• _WHAT YOU ARE ASKED TO DO_: Print out the whole listing below exactly as it is written.

• _DATA EXCERPTS_:
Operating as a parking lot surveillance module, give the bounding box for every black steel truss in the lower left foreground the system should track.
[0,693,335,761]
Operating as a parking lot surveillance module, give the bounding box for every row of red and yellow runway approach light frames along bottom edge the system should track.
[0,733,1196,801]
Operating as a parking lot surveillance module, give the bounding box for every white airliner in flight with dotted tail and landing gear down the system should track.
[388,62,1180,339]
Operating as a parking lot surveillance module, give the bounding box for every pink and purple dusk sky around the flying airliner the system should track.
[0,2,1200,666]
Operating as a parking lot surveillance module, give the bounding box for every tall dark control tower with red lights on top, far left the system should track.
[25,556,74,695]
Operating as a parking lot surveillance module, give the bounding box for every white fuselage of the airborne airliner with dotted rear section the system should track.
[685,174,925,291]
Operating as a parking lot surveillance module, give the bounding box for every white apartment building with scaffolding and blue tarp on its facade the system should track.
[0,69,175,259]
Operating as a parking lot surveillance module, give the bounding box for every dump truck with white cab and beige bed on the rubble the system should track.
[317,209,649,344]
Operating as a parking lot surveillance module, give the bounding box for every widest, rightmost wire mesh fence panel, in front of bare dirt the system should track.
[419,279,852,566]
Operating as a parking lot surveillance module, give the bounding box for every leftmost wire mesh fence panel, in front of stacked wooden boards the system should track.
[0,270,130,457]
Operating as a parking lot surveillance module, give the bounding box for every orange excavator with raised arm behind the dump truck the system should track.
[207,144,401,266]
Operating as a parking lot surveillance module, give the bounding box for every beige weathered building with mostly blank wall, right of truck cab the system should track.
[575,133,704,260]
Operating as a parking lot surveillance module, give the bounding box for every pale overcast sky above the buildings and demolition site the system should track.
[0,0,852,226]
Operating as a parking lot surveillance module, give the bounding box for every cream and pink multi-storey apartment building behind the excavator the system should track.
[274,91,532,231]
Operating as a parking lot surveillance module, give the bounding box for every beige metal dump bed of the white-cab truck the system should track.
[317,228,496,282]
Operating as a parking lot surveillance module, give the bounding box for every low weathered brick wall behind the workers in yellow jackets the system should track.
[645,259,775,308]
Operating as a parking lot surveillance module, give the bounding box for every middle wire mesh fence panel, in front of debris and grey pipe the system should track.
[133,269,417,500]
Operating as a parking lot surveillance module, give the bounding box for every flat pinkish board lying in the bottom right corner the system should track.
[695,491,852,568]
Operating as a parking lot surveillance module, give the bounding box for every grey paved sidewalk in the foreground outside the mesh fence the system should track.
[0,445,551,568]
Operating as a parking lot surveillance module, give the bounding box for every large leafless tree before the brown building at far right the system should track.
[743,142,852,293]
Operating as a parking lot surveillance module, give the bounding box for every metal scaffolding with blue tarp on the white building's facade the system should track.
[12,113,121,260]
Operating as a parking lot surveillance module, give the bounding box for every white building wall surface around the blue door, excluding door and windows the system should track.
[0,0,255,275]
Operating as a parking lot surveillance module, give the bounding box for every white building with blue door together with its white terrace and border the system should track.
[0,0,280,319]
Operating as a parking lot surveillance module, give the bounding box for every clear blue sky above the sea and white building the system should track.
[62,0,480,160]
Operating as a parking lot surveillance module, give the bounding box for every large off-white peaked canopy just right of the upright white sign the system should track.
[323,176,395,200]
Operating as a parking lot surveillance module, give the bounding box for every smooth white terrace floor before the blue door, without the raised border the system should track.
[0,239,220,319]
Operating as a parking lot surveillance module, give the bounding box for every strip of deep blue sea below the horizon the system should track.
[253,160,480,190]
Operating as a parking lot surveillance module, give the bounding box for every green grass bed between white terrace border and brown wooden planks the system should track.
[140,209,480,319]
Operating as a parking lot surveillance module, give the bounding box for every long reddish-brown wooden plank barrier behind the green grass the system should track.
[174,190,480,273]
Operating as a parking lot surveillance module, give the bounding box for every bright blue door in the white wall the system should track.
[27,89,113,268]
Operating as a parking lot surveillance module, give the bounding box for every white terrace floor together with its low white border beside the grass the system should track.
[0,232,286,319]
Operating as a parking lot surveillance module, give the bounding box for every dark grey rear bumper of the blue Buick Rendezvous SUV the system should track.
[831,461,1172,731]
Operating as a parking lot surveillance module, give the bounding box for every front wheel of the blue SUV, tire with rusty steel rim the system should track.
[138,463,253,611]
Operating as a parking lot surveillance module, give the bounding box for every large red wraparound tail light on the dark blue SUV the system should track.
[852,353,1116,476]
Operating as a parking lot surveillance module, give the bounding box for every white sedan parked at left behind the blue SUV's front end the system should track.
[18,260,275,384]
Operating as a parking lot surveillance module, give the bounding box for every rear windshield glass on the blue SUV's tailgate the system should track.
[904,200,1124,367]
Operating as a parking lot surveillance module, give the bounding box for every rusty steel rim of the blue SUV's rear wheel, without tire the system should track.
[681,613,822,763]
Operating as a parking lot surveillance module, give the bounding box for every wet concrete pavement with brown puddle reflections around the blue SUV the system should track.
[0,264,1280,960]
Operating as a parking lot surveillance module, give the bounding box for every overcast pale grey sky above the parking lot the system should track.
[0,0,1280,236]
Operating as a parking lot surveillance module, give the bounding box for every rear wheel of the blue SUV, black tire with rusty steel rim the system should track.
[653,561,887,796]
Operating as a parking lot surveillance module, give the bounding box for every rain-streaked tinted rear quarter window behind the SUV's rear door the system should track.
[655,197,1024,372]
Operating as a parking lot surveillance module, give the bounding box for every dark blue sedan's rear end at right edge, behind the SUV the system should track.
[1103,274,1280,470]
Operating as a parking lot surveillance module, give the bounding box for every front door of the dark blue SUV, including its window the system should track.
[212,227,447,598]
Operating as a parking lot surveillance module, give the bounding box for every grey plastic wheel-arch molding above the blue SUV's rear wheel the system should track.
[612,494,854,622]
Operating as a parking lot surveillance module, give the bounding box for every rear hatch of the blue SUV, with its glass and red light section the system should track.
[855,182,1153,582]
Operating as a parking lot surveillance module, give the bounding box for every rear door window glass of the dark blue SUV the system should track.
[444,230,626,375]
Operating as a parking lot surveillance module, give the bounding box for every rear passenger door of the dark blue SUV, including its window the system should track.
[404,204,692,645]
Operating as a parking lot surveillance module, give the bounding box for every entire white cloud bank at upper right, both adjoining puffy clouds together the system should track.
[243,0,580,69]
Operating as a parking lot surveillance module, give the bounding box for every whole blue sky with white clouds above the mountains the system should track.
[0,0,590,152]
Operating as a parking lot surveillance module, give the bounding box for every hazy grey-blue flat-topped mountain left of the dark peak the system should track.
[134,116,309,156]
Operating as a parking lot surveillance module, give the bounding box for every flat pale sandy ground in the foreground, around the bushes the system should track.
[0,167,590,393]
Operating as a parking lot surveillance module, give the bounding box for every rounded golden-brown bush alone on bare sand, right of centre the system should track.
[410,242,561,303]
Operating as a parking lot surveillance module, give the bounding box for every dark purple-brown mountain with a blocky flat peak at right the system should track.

• _TASK OUTPUT_:
Operating as a parking lot surveillance module, give the bounding box for every black steel truss in the lower left foreground the system should track.
[0,693,335,761]
Operating as a parking lot surveillance module, give the bounding box for every row of red and yellow runway approach light frames along bottom edge the system should track.
[0,733,1196,801]
Operating as a parking lot surveillance module, give the bounding box for every white airliner in flight with dotted tail and landing gear down the system should track.
[388,62,1180,339]
Operating as a parking lot surveillance module, give the bounding box for every pink and purple dusk sky around the flying airliner the system should track.
[0,2,1200,666]
Operating as a parking lot surveillance module, give the bounding box for every tall dark control tower with red lights on top, far left the system should track.
[25,556,74,695]
Operating as a parking lot surveillance module, give the bounding box for every white fuselage of the airborne airliner with dotted rear section the system should track.
[685,174,925,291]
Operating as a parking lot surveillance module, give the bounding box for every white apartment building with scaffolding and blue tarp on its facade the system should track.
[0,69,175,259]
Operating as a parking lot surveillance module, give the bounding box for every dump truck with white cab and beige bed on the rubble the system should track.
[317,209,649,344]
Operating as a parking lot surveillance module, give the bounding box for every widest, rightmost wire mesh fence panel, in front of bare dirt the system should track.
[419,279,852,566]
Operating as a parking lot surveillance module, give the bounding box for every leftmost wire mesh fence panel, in front of stacked wooden boards the system should track.
[0,270,130,457]
Operating as a parking lot surveillance module, give the bounding box for every orange excavator with raised arm behind the dump truck the system should track.
[207,144,401,266]
Operating as a parking lot surveillance module, give the bounding box for every beige weathered building with mostly blank wall, right of truck cab the system should track.
[575,133,704,260]
Operating as a parking lot surveillance module, give the bounding box for every pale overcast sky above the buildings and demolition site the system should track.
[0,0,852,226]
Operating as a parking lot surveillance module, give the bounding box for every cream and pink multi-storey apartment building behind the excavator the system should track.
[274,91,532,231]
Operating as a parking lot surveillance module, give the bounding box for every beige metal dump bed of the white-cab truck the system should track.
[317,228,496,282]
Operating as a parking lot surveillance module, give the bounding box for every low weathered brick wall behind the workers in yellow jackets the system should track.
[645,259,775,308]
Operating as a parking lot surveillance module, give the bounding box for every middle wire mesh fence panel, in front of debris and grey pipe the system should track.
[133,269,417,500]
Operating as a parking lot surveillance module, give the bounding box for every flat pinkish board lying in the bottom right corner the system should track.
[695,491,852,568]
Operating as a parking lot surveillance module, give the bounding box for every grey paved sidewalk in the foreground outside the mesh fence the system should track.
[0,445,551,568]
Operating as a parking lot surveillance module, give the bounding box for every large leafless tree before the brown building at far right the system should track.
[743,142,852,293]
Operating as a parking lot surveillance module, give the bounding box for every metal scaffolding with blue tarp on the white building's facade the system should track.
[12,113,121,260]
Operating as a parking lot surveillance module, give the bounding box for every white building wall surface around the blue door, excluding door and windows the system should track.
[0,0,255,275]
Operating as a parking lot surveillance module, give the bounding box for every white building with blue door together with its white terrace and border the system should track.
[0,0,280,319]
Operating as a parking lot surveillance module, give the bounding box for every clear blue sky above the sea and white building the system should track.
[62,0,480,160]
Operating as a parking lot surveillance module, give the bounding box for every large off-white peaked canopy just right of the upright white sign the system should track.
[323,176,395,200]
Operating as a parking lot surveillance module, give the bounding box for every smooth white terrace floor before the blue door, without the raised border the system should track.
[0,239,220,319]
Operating as a parking lot surveillance module, give the bounding box for every strip of deep blue sea below the horizon the system should track.
[253,160,480,190]
Operating as a parking lot surveillance module, give the bounding box for every green grass bed between white terrace border and brown wooden planks the system should track.
[140,209,480,319]
Operating as a parking lot surveillance module, give the bounding box for every long reddish-brown wooden plank barrier behind the green grass the system should track.
[174,190,480,273]
Operating as a parking lot surveillance module, give the bounding box for every bright blue door in the white wall the system should track.
[27,89,113,268]
Operating as a parking lot surveillance module, give the bounding box for every white terrace floor together with its low white border beside the grass the system should track.
[0,232,286,319]
Operating as a parking lot surveillance module, give the bounding box for every dark grey rear bumper of the blue Buick Rendezvous SUV the system should track.
[831,461,1172,731]
Operating as a parking lot surveillance module, give the bounding box for every front wheel of the blue SUV, tire with rusty steel rim the system should track.
[138,463,253,611]
Operating as a parking lot surveillance module, give the bounding box for every large red wraparound tail light on the dark blue SUV the system should track.
[852,353,1116,476]
Operating as a parking lot surveillance module, give the bounding box for every white sedan parked at left behind the blue SUV's front end the system should track.
[18,260,275,384]
Operating as a parking lot surveillance module, give the bounding box for every rear windshield glass on the blue SUV's tailgate the system should track.
[904,200,1124,367]
Operating as a parking lot surveillance module, give the bounding box for every rusty steel rim of the blue SUV's rear wheel, without tire the system should track.
[681,613,822,763]
Operating as a parking lot surveillance module, give the bounding box for every wet concrete pavement with brown puddle reflections around the blue SUV the system should track.
[0,264,1280,960]
Operating as a parking lot surveillance module, give the bounding box for every overcast pale grey sky above the parking lot the system should track.
[0,0,1280,236]
Operating as a parking lot surveillance module, give the bounding box for every rear wheel of the blue SUV, black tire with rusty steel rim the system should track.
[653,561,887,796]
Operating as a parking lot surveillance module, give the bounding box for every rain-streaked tinted rear quarter window behind the SUV's rear door the system should track.
[655,197,1024,372]
Operating as a parking lot surveillance module, give the bounding box for every dark blue sedan's rear end at right edge, behind the SUV the system should track.
[1103,274,1280,470]
Operating as a parking lot surveillance module, give the bounding box for every front door of the dark blue SUV, including its window the system should track.
[212,227,447,598]
Operating as a parking lot surveillance module, give the bounding box for every grey plastic wheel-arch molding above the blue SUV's rear wheel the system should track.
[612,494,854,622]
Operating as a parking lot surveillance module, give the bounding box for every rear hatch of the blue SUV, with its glass and red light section the system should track.
[855,182,1153,582]
Operating as a parking lot surveillance module, give the bounding box for every rear door window glass of the dark blue SUV the system should track.
[444,230,626,375]
Operating as a parking lot surveillance module, give the bounding box for every rear passenger door of the dark blue SUV, including its window the system should track.
[404,204,692,645]
Operating as a parking lot surveillance module, give the bounding box for every entire white cloud bank at upper right, both adjoining puffy clouds together the system should track.
[243,0,580,69]
Operating as a parking lot surveillance module, give the bounding box for every whole blue sky with white clouds above the mountains the system should track.
[0,0,590,152]
Operating as a parking lot surveillance module, give the bounding box for every hazy grey-blue flat-topped mountain left of the dark peak the system should track.
[134,116,309,156]
Operating as a parking lot surveillance module, give the bounding box for every flat pale sandy ground in the foreground, around the bushes the system should track.
[0,167,590,393]
Operating as a parking lot surveillance module, give the bounding box for every rounded golden-brown bush alone on bare sand, right of centre the system should track.
[410,242,561,303]
Operating as a parking lot surveillance module, give the bounding box for every dark purple-brown mountain with a blocky flat peak at right the system should track.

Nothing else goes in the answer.